#### [Work order]
Lift every line from the entries that includes the word "below".

Extracted records Start Marker

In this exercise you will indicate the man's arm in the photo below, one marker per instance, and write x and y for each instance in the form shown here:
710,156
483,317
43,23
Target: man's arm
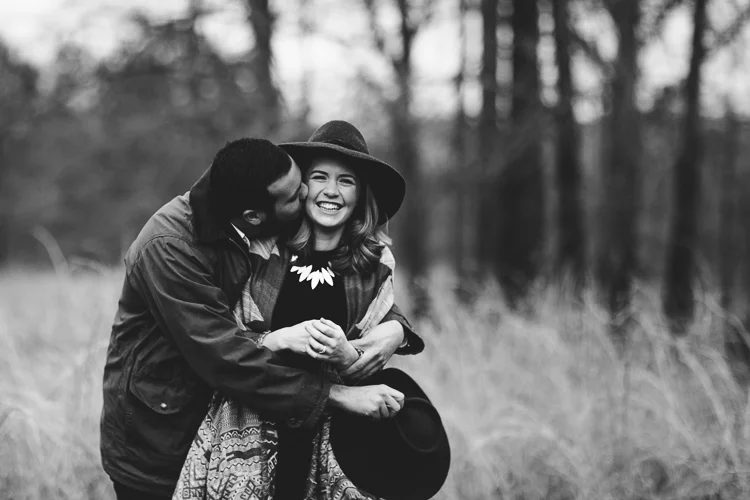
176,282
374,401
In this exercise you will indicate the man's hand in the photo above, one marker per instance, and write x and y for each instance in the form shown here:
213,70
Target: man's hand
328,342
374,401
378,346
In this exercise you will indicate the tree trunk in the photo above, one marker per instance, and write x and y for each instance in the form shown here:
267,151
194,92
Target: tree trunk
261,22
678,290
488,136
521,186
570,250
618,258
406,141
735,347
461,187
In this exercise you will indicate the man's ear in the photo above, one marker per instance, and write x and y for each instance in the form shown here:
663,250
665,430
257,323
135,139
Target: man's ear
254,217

Extracted records End Marker
Extracted records Start Marker

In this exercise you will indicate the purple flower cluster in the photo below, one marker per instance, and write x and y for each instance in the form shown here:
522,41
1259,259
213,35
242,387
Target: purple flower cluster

Extracted records End Marker

#### [Written solution]
In this exercise you will indicate the man's arm in the photo below, one marker per instance, and write x and y for each instance in the form shown here:
In this exercise you will indicate the purple flower cluster in the photo below, one marker per instance, and write x and y for each instance in the form shown here:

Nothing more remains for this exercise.